> [WHAT IS BEING ASKED]: From the records below, extract only the lines running from the line with "For the shot-chart build, locate every instance of the fork tine" to the line with "For the shot-chart build, locate every instance of the browned", both lines included, reproducing them exactly.

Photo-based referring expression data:
■ ■ ■

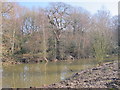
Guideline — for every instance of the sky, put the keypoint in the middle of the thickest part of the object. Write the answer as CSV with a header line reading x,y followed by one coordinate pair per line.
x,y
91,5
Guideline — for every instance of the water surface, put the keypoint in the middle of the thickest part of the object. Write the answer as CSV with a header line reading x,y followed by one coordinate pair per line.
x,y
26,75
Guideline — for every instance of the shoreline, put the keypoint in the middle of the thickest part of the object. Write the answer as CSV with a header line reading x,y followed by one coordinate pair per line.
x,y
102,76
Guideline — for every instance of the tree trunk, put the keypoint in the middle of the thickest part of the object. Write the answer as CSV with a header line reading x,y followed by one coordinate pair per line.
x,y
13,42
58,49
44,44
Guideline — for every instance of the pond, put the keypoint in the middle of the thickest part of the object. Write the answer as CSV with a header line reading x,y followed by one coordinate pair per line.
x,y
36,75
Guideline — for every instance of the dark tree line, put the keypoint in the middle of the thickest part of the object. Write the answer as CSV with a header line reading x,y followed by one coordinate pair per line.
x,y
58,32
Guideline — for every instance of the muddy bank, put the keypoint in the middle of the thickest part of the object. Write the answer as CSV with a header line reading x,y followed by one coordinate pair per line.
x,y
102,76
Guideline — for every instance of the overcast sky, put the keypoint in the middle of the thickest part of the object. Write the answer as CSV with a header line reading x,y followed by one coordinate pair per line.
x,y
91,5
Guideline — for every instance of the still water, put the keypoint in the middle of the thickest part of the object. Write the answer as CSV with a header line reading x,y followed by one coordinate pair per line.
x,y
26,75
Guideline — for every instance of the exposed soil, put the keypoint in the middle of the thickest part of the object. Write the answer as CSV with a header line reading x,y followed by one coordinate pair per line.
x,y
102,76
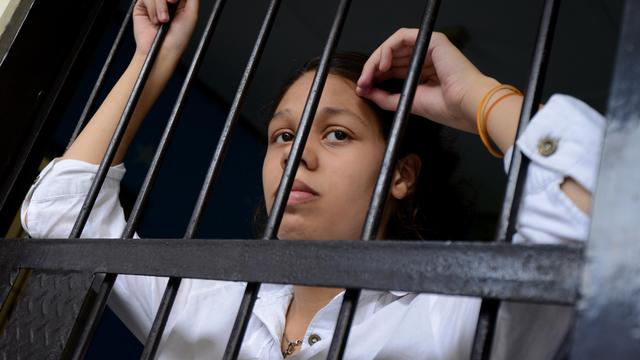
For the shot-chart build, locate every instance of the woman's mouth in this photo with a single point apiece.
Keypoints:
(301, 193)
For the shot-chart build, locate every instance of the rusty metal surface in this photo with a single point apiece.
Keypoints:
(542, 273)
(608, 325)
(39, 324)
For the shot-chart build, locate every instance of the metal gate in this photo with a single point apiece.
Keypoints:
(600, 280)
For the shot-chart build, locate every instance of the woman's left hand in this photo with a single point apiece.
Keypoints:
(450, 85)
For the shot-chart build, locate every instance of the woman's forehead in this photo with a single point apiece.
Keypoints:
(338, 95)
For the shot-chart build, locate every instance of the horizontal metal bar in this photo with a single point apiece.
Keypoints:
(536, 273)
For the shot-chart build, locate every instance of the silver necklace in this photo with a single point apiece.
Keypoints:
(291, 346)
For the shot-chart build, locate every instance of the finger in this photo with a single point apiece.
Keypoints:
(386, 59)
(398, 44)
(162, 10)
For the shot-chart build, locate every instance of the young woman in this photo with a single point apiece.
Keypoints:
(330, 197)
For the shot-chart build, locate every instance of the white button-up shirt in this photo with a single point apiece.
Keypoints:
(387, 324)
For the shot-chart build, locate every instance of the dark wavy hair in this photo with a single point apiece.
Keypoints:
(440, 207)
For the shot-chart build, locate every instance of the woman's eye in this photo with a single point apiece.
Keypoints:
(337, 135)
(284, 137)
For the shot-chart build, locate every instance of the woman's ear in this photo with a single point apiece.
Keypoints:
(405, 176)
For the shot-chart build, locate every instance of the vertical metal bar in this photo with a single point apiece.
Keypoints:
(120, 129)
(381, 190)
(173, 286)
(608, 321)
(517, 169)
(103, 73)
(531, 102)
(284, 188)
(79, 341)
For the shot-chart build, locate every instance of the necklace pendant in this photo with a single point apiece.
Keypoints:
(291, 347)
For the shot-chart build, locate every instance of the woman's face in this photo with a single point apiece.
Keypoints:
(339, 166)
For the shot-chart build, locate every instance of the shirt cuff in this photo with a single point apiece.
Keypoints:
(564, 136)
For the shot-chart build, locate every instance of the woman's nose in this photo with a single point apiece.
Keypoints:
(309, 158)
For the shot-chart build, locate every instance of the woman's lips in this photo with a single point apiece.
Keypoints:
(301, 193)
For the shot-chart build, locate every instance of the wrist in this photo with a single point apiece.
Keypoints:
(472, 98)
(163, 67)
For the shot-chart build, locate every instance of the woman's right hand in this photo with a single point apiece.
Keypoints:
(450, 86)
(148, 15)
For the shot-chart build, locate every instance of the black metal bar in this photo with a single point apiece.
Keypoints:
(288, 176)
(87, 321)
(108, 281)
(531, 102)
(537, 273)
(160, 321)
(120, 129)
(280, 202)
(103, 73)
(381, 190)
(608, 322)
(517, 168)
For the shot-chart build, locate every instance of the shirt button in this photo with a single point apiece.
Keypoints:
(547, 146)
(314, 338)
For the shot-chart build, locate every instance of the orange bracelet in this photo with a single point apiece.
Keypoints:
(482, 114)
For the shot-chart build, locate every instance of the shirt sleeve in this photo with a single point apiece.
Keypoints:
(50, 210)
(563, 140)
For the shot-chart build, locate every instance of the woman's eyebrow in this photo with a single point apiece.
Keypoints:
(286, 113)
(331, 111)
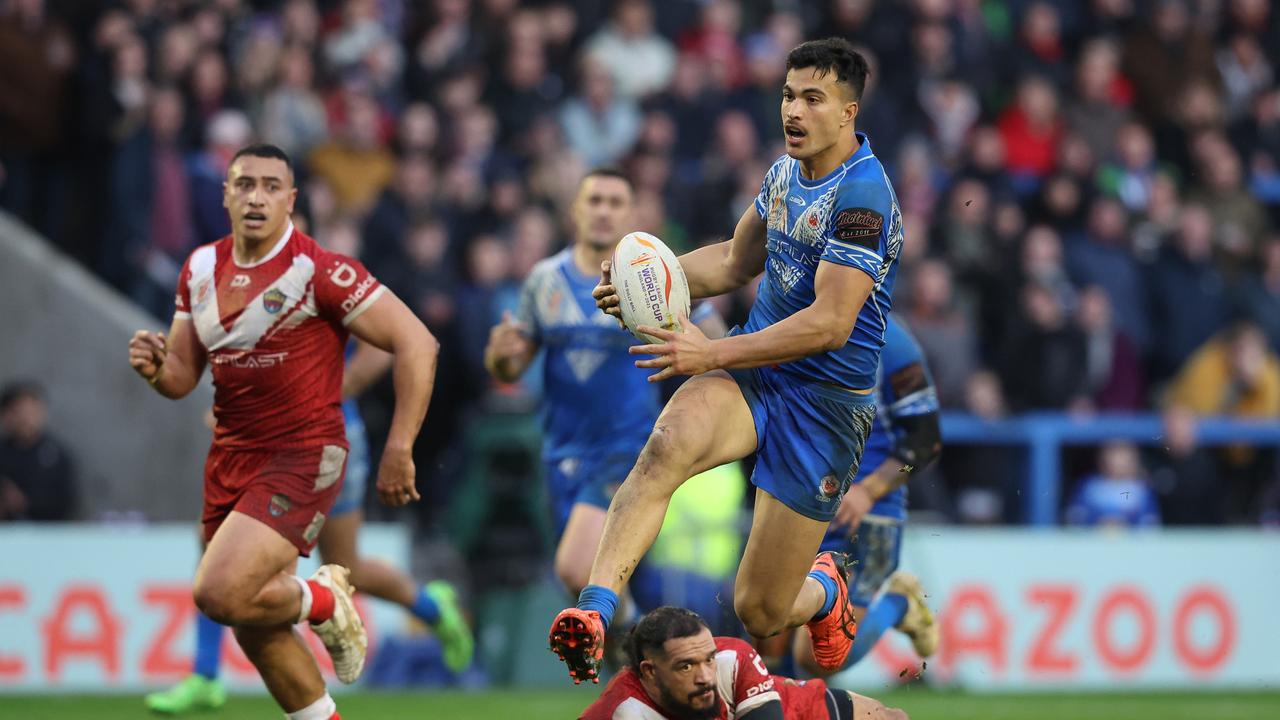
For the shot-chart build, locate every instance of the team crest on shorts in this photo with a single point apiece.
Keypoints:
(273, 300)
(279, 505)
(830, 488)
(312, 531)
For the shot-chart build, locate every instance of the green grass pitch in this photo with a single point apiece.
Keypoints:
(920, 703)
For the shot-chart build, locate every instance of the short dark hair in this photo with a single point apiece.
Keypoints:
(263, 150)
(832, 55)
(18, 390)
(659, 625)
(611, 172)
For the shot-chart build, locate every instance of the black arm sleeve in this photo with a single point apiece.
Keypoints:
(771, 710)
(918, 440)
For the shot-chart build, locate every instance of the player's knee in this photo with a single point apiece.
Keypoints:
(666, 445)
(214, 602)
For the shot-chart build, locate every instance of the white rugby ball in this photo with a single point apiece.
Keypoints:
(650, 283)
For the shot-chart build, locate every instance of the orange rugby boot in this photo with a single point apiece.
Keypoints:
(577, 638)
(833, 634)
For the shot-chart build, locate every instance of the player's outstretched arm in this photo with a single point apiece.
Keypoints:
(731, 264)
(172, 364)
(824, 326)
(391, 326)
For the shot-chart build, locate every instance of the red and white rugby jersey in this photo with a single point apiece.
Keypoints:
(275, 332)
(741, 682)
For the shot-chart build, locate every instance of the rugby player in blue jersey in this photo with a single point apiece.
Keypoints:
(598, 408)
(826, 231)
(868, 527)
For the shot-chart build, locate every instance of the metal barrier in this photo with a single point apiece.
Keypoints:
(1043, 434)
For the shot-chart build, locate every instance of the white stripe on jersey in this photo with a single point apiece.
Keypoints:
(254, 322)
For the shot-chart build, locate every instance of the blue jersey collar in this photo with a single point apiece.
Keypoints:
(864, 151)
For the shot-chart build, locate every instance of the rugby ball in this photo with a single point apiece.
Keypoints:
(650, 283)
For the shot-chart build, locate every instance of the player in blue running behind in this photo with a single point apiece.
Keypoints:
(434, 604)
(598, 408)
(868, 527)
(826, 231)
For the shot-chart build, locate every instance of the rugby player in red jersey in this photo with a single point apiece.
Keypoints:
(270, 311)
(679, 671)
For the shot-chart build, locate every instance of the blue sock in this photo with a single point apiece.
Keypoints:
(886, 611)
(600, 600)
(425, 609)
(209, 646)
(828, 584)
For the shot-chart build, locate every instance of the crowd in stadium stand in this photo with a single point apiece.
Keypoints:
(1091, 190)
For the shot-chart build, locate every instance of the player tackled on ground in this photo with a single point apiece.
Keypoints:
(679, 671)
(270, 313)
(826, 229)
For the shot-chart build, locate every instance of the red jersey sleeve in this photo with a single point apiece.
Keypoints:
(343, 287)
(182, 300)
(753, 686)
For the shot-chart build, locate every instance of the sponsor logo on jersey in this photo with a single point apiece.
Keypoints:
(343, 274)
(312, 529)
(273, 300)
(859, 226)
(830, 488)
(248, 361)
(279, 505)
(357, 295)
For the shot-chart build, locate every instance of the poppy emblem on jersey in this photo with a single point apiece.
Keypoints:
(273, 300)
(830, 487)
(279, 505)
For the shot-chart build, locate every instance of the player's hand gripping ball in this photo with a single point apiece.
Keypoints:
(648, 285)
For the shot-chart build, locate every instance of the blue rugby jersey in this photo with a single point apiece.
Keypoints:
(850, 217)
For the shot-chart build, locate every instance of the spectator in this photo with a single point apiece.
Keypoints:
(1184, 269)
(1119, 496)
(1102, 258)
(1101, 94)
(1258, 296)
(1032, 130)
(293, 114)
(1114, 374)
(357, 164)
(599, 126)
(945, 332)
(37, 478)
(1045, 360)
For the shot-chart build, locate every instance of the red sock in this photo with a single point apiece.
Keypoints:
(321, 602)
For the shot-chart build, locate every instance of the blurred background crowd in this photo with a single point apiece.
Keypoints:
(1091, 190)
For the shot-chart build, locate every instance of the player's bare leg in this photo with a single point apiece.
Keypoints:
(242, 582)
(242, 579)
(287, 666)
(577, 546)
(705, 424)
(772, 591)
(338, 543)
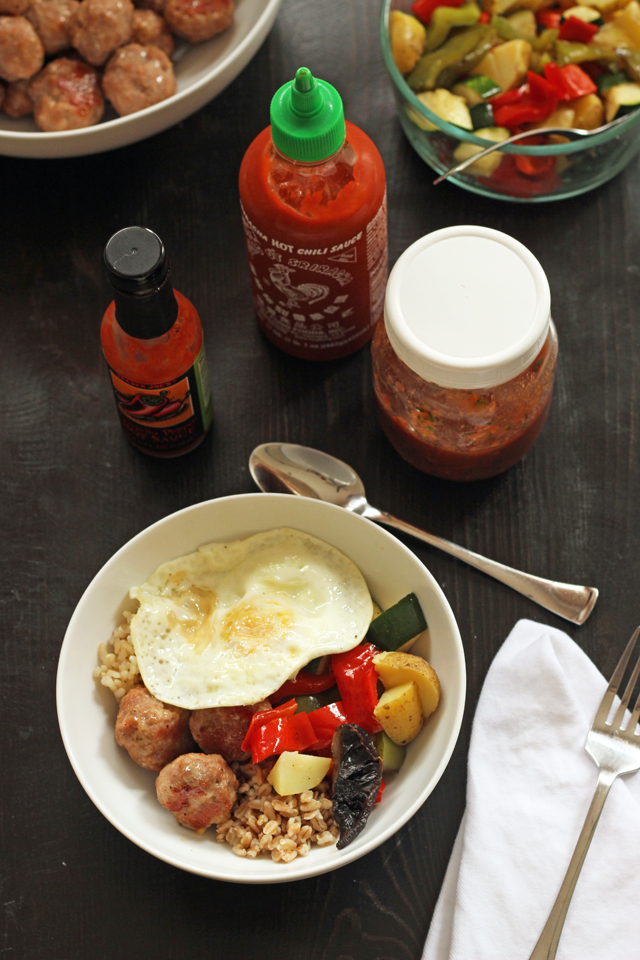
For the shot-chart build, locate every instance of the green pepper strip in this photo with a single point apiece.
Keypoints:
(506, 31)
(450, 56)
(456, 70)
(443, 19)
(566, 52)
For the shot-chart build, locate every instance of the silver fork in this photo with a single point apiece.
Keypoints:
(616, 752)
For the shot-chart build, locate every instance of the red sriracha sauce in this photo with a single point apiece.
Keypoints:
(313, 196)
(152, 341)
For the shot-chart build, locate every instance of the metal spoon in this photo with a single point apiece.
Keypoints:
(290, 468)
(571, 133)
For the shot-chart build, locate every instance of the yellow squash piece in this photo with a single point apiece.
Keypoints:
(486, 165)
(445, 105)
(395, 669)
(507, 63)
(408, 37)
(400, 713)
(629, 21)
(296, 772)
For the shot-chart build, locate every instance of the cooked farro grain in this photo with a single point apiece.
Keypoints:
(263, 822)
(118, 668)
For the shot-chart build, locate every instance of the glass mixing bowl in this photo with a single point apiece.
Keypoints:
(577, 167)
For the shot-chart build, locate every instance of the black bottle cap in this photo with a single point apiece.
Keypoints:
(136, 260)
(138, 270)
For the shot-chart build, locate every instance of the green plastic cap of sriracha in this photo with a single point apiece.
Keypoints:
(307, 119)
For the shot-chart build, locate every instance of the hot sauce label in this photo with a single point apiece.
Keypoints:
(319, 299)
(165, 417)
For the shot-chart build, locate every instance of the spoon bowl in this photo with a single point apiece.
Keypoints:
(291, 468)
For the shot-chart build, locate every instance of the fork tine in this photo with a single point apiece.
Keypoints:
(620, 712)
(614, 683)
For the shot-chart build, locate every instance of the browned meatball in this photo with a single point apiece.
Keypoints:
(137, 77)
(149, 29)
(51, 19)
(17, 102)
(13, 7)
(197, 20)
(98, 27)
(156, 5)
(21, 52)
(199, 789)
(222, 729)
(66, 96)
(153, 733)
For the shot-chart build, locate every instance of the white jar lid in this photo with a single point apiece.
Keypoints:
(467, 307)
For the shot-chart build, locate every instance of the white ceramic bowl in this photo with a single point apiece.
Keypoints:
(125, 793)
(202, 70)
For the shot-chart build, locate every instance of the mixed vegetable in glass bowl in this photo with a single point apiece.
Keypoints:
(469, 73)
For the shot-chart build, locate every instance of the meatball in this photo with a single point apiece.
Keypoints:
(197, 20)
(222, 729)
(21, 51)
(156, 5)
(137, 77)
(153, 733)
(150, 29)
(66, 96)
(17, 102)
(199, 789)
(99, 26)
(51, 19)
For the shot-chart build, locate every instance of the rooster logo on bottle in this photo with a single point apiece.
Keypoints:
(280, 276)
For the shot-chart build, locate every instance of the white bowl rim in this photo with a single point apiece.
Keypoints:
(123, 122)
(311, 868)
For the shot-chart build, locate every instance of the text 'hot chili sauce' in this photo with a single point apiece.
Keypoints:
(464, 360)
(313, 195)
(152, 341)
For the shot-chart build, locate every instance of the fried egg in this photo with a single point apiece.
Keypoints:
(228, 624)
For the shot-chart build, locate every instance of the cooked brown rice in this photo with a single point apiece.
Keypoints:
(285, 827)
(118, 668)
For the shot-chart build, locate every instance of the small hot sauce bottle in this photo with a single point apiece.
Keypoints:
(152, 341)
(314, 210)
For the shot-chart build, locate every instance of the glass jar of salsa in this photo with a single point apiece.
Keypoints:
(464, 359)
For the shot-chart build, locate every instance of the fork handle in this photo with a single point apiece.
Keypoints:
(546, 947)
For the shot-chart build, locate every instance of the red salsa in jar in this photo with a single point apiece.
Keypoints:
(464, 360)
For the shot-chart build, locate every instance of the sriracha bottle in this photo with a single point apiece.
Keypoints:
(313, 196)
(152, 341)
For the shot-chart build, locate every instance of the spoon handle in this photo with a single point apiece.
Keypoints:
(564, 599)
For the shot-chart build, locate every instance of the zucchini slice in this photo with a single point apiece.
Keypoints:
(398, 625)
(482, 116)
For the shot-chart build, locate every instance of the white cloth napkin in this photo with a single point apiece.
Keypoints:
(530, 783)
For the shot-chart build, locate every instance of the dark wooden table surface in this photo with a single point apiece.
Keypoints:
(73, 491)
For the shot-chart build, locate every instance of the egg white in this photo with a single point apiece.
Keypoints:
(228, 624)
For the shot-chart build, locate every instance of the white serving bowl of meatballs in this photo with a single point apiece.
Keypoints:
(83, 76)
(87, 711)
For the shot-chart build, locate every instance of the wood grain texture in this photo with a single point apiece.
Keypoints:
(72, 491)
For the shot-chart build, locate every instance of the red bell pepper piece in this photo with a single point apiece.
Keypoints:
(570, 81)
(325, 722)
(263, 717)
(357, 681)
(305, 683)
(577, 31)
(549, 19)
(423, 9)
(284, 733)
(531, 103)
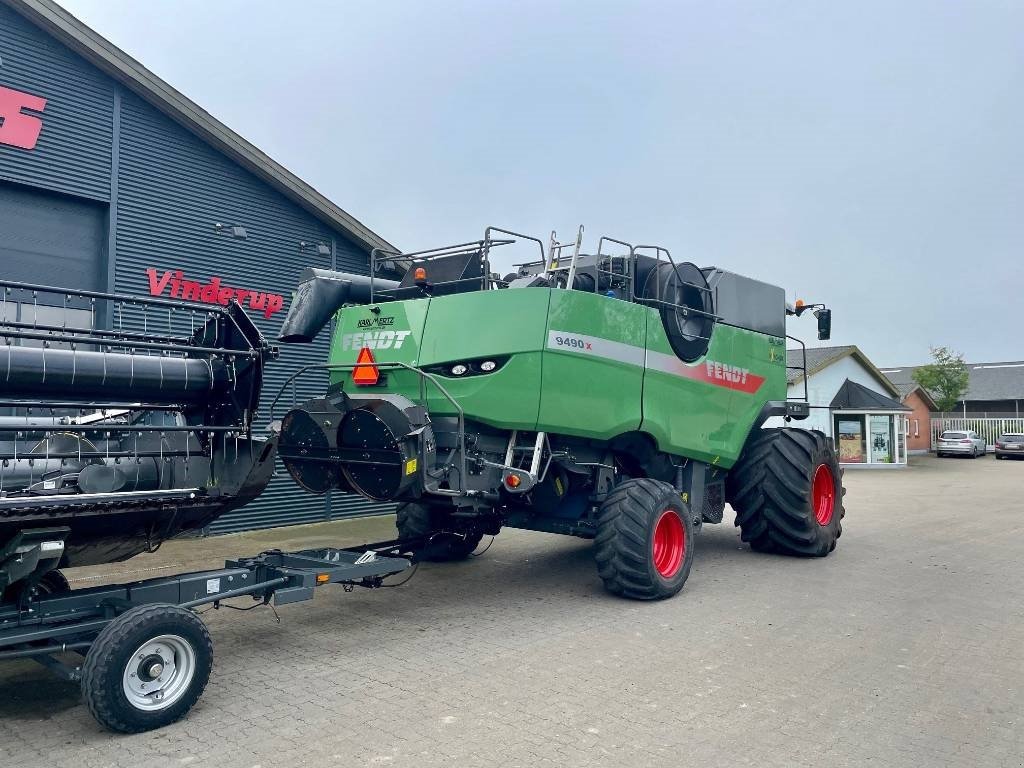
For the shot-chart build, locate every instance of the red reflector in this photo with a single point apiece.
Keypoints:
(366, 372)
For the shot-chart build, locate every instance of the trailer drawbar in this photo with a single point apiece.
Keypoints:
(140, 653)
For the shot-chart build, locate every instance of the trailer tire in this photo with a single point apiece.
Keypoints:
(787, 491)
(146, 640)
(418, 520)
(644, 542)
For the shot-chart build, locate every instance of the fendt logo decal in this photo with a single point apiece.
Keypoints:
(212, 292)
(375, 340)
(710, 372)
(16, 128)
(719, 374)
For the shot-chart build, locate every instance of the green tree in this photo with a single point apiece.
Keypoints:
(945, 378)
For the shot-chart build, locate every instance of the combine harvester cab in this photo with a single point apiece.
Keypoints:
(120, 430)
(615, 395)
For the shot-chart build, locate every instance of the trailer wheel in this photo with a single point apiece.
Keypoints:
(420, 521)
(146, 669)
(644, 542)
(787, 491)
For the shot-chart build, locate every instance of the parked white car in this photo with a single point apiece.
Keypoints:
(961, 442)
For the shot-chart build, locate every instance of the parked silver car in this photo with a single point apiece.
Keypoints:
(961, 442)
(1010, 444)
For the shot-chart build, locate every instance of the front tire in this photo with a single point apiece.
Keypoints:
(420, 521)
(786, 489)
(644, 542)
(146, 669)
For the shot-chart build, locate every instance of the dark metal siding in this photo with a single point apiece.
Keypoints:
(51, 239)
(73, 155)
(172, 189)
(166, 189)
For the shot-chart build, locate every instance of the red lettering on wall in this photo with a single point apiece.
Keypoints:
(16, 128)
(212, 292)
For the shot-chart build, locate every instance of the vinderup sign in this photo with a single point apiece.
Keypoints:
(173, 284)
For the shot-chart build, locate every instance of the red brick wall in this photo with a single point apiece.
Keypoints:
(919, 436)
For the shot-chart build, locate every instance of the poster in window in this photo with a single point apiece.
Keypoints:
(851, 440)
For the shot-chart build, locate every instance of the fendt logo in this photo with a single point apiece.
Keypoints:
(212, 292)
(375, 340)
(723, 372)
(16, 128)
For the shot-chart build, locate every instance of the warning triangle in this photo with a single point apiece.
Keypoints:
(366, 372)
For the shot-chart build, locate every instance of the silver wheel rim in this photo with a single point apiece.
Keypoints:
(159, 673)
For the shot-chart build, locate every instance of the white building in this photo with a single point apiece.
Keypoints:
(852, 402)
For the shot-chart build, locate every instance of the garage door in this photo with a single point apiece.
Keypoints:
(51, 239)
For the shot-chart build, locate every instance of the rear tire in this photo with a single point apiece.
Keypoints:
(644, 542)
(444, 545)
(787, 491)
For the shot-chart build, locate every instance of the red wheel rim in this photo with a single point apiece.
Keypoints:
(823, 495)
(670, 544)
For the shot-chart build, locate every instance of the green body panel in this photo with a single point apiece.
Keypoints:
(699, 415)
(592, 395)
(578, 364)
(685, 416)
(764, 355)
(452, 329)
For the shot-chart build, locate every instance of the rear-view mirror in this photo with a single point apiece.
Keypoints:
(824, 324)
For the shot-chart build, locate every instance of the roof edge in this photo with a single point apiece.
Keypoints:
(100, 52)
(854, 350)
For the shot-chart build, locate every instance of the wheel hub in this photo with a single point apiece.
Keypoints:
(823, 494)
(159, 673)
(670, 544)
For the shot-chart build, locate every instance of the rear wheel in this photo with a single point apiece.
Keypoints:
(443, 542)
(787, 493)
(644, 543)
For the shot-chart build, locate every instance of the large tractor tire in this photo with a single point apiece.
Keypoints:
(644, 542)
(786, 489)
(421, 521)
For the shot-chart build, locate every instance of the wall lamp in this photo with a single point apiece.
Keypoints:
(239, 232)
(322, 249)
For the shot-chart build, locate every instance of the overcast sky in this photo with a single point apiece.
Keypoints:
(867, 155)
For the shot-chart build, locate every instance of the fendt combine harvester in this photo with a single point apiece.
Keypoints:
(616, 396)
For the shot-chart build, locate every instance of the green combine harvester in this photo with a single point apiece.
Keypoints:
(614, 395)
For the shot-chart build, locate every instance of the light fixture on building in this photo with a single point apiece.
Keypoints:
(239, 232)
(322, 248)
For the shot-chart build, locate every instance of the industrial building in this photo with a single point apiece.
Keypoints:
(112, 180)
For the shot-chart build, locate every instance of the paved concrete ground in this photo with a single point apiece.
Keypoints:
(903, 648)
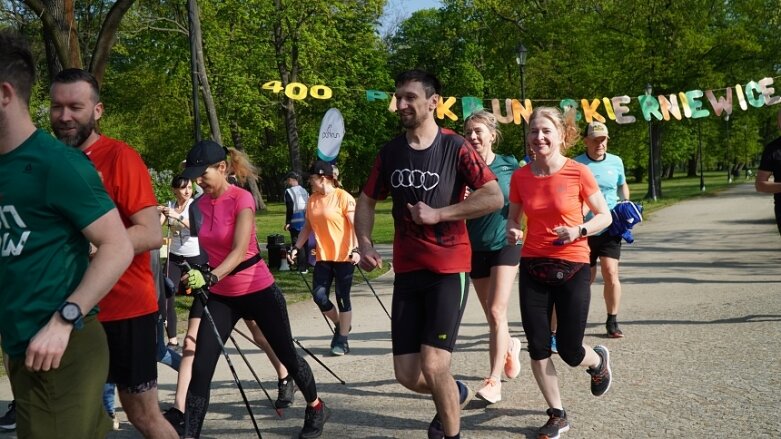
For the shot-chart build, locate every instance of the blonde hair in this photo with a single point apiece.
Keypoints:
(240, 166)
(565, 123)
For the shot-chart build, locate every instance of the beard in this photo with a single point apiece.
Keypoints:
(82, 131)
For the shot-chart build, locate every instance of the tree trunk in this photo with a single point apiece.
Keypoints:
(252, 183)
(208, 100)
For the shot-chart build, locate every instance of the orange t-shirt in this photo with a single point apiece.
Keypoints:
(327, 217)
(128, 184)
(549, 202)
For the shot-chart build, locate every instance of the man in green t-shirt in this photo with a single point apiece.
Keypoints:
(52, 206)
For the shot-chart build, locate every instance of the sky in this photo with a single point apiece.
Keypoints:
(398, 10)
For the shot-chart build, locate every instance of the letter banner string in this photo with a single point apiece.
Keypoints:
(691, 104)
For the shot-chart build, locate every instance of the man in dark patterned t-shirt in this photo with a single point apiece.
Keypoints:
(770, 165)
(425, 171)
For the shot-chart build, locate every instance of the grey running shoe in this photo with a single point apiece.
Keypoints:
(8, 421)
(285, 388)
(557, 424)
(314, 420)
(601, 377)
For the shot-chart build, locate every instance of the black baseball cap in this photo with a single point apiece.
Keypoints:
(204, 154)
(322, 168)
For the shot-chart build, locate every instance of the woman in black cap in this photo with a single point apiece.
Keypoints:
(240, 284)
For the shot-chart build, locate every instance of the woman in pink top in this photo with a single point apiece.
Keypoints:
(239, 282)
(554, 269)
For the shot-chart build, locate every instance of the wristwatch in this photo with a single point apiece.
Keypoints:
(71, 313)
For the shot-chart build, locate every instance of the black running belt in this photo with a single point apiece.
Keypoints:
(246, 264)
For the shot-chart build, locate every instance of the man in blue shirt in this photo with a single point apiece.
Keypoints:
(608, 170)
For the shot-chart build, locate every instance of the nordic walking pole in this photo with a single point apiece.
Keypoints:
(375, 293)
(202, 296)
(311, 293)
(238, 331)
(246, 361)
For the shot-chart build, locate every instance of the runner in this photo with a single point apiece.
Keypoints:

■ ■ ■

> [WRITTEN RESPONSE]:
For the shot-chart build, locate every instance of the fork tine in this photo with a single point apiece.
Keypoints:
(620, 712)
(614, 683)
For the shot-chart build, locate every instance of the browned meatball in this photo with a single point apiece.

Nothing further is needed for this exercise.